Passage shown —
┌────────

Re: CAM breaks USB [was Re: USB causing boot to hang]

From: Hans Petter Selasky <hps_at_selasky.org>
Date: Sat, 7 Dec 2019 01:16:13 +0100
On 2019-12-07 01:09, Alexander Motin wrote:
> On 06.12.2019 18:41, Steve Kargl wrote:
>> On Fri, Dec 06, 2019 at 06:15:32PM -0500, Alexander Motin wrote:
>>> On 06.12.2019 17:52, Steve Kargl wrote:
>>>> On Fri, Dec 06, 2019 at 03:33:09PM -0700, Warner Losh wrote:
>>>>> On Fri, Dec 6, 2019 at 3:31 PM Steve Kargl <sgk_at_troutmask.apl.washington.edu>
>>>>> wrote:
>>>>>> The problem seems to be caused 355010.  This is a commit to
>>>>>> fix CAM, which seems to break USB.
>>>>>>
>>>>> Yes. mav_at_ made this change...
>>>>>
>>>> src/UPDATING seems to be missing an entry about CAM breaking USB.
>>>
>>> And also that moon is made of cheese. :-\
>>
>> Not sure what you mean.
> 
> I mean that if we are going to write there random fairy-tales, then I
> prefer my moon.
> 
> If serious, then my change did not change semantics of any existing
> tunables, only the way some of them are implemented, so there was
> nothing to write in UPDATING.
> 
>> You made a change, and the commit log
>> even notes that there could be an issue.  Yet, you want a user
>> to waste half a day finding the root cause of the problem.
> 
> I am sorry that you wasted your time, but quick and ungrounded blames is
> the last thing I want to read on Friday evening after the long day.
> 
>>>> The commit message for 355010 states:
>>>>
>>>>     Devices appearing on USB bus later may still require setting
>>>>     kern.cam.boot_delay, but hopefully those are minority.
>>>>
>>>> There is no statement about "where" kern.cam.boot_delay should be set.
>>>> There is no statement about "what"  value(s) kern.cam.boot_delay should be.
>>>
>>> If you never needed it before, you still don't need it.
>>
>> Prior to 355010 the system just boots up.  After 355010
>> the system hangs.  Will  kern.cam.boot_delay paper over
>> whatever (latent?) bug you've exposed?

└────────

Continue the mailing-list thread about the CAM commit that broke USB booting, starting right after its last line.

Provided records —
┌────────

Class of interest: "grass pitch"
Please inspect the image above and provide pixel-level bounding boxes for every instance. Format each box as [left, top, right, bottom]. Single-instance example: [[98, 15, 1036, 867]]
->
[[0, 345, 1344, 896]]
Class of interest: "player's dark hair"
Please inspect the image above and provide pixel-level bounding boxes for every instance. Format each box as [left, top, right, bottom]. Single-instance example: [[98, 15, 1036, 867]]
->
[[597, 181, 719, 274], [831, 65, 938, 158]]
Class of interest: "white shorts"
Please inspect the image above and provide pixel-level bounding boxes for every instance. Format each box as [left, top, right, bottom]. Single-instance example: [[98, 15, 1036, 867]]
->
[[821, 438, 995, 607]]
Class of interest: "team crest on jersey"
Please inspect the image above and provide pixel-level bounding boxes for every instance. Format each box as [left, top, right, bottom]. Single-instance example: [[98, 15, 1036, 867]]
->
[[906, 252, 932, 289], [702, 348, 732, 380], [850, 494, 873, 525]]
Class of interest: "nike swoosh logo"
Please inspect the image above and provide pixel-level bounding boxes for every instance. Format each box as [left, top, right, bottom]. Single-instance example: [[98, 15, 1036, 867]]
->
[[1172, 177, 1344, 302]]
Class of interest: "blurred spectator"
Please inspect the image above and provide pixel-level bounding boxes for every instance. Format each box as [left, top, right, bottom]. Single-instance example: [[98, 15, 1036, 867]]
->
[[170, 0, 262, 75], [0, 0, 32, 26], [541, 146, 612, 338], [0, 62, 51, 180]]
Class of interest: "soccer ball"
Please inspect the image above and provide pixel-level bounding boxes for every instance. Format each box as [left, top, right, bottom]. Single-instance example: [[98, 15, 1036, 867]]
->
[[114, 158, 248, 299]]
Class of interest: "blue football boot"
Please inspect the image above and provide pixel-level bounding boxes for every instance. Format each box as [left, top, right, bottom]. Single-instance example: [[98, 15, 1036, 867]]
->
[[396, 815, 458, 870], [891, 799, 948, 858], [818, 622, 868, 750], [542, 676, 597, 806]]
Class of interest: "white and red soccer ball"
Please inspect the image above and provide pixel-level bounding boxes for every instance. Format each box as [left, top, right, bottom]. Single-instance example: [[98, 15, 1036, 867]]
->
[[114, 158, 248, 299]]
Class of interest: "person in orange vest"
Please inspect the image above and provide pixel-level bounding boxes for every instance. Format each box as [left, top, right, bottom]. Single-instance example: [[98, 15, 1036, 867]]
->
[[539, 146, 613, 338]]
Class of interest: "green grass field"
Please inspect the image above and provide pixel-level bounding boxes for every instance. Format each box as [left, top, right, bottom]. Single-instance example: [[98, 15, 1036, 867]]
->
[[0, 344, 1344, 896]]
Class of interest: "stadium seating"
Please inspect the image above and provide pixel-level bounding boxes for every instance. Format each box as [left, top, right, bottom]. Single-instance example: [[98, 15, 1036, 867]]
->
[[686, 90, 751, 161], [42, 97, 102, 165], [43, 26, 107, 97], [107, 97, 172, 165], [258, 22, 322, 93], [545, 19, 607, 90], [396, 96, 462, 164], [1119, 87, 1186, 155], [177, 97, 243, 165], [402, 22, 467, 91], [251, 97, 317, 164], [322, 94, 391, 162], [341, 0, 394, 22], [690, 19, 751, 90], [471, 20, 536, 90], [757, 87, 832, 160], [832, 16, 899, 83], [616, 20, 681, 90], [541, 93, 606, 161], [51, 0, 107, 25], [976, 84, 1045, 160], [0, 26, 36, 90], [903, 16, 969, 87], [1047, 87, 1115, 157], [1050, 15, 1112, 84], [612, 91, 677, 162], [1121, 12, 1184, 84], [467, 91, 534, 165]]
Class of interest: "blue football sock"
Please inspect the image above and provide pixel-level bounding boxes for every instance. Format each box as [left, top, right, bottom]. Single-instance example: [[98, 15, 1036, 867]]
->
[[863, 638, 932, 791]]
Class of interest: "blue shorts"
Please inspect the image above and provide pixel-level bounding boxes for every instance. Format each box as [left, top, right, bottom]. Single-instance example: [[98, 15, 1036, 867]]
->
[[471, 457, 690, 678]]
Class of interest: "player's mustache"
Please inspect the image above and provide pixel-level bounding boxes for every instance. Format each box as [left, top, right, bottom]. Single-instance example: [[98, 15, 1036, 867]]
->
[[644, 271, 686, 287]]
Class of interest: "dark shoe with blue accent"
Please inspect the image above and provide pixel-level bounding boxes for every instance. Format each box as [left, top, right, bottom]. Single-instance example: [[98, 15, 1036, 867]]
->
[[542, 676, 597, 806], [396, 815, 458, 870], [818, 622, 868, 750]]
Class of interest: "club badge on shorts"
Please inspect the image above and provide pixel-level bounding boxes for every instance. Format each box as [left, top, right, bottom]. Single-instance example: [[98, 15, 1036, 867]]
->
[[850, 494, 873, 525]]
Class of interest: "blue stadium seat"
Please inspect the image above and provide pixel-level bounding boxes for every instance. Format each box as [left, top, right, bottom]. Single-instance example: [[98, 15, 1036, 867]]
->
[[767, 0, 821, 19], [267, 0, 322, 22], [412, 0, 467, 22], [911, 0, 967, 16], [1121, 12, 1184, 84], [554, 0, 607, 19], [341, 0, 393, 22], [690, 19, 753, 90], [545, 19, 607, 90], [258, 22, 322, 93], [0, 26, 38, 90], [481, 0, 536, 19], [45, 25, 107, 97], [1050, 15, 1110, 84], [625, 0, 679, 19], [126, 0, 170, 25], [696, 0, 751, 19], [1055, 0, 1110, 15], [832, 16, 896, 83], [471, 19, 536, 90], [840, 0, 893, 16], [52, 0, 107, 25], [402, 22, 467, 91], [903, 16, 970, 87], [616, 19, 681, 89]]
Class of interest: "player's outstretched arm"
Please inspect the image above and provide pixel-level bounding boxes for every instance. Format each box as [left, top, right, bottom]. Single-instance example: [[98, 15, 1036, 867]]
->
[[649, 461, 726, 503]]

└────────
┌────────

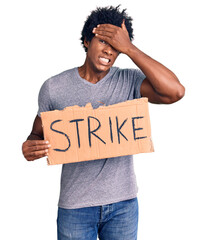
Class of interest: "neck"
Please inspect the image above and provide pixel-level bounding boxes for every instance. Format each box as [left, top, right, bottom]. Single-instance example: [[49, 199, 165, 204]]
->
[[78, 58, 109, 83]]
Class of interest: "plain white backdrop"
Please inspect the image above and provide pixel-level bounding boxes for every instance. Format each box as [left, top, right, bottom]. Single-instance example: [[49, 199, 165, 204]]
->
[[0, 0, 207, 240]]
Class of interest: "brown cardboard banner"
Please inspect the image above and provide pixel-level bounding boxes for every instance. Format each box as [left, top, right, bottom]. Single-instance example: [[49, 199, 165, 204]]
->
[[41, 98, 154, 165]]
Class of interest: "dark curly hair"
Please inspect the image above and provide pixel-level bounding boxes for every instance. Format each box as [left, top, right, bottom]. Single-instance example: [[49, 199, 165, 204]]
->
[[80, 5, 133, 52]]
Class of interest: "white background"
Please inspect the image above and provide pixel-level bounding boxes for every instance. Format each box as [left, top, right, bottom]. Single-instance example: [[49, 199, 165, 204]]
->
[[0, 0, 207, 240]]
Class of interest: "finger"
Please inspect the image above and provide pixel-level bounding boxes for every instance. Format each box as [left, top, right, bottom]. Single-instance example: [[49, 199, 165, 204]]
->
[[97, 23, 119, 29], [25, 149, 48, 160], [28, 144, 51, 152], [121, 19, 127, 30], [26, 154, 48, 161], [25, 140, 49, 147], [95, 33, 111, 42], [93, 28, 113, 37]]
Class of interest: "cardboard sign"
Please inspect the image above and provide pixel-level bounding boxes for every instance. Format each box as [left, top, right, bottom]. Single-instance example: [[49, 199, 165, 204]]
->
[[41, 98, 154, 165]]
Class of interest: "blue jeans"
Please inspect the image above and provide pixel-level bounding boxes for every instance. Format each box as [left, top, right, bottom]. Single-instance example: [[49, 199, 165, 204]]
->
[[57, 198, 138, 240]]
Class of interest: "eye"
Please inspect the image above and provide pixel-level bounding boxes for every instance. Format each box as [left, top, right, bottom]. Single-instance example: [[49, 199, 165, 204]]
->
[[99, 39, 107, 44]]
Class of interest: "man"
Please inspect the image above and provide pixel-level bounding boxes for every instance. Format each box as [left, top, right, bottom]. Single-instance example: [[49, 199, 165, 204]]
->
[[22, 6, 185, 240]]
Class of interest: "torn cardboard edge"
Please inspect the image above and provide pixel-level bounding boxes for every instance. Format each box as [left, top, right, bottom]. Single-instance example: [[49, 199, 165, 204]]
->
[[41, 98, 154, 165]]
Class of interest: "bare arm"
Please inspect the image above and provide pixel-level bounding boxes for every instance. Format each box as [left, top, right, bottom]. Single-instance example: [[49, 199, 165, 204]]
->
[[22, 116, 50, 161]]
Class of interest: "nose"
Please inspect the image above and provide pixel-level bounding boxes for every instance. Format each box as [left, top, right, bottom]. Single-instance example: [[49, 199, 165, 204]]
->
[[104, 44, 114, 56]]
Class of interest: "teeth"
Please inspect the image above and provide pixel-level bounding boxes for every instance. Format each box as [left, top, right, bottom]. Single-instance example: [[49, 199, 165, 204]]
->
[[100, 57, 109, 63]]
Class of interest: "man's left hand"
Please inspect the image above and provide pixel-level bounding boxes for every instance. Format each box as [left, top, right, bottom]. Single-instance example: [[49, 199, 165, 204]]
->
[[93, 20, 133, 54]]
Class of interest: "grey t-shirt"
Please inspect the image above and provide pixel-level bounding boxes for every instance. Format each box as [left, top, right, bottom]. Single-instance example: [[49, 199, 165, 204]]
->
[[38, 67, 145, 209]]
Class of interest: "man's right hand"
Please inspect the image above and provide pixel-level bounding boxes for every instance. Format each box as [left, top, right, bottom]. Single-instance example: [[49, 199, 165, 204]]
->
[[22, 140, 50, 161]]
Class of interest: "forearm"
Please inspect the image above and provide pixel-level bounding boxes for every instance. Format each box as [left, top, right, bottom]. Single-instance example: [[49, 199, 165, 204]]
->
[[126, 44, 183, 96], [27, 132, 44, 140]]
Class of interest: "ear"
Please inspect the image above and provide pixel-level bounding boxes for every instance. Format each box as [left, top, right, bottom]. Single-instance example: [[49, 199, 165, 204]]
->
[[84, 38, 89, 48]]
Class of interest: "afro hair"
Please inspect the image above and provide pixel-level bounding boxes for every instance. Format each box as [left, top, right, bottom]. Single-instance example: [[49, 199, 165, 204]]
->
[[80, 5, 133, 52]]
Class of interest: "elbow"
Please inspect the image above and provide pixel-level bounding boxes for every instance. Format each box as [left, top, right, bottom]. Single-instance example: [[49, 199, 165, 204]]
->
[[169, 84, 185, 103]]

└────────
┌────────

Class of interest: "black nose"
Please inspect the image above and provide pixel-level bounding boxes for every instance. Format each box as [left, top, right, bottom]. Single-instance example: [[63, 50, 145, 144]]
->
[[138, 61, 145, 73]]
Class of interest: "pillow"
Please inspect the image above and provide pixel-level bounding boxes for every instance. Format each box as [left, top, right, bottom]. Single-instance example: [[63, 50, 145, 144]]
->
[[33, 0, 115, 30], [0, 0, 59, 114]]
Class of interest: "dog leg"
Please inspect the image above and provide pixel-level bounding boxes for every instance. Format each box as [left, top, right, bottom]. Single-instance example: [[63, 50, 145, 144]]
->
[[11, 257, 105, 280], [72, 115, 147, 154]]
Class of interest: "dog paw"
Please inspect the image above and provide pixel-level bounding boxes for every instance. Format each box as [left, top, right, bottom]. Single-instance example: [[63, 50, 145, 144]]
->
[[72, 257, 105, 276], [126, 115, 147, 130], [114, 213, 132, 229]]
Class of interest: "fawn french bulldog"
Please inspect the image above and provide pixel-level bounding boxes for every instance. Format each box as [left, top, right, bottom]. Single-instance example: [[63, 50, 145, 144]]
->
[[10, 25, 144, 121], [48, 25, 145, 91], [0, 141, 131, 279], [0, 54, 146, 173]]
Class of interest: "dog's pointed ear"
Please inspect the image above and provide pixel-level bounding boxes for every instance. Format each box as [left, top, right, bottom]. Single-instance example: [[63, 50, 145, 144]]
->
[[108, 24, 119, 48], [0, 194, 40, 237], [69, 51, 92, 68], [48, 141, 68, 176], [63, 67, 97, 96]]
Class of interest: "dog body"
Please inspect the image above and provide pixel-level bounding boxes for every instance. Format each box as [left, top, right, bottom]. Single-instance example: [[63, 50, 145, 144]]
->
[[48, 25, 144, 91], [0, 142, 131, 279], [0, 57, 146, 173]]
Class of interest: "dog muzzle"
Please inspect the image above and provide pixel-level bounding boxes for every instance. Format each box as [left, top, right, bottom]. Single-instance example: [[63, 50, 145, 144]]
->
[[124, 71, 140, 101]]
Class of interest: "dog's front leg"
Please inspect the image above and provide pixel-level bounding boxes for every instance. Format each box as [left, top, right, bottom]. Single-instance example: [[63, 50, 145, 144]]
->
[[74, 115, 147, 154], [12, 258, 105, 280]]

└────────

Final result —
> 
> My change affected the timing of system boot process, allowing system to
> continue booting some further, not waiting for CAM to scan its buses and
> disks.  If the problem is reproducible even without USB storage, then
> CAM probably does not wait for it, so it is not the problem I first
> thought about.
> 
>>> If system hangs even without any USB disk attached, then I don't see a
>>> relation between CAM and USB here.  My change could affect some timings
>>> of the boot process, but without closer debugging it is hard to guess
>>> something.  To be sure whether USB is related I would try to disable all
>>> USB controllers either in BIOS or with set of loader tunables like
>>> hint.ehci.0.disabled=1 , hint.ohci.0.disabled=1 ,
>>> hint.xhci.0.disabled=1, ...
>>
>> Yep.  Completely disabling USB allows the system to boot.  I don't
>> see how this would be unexpected as umass using cam.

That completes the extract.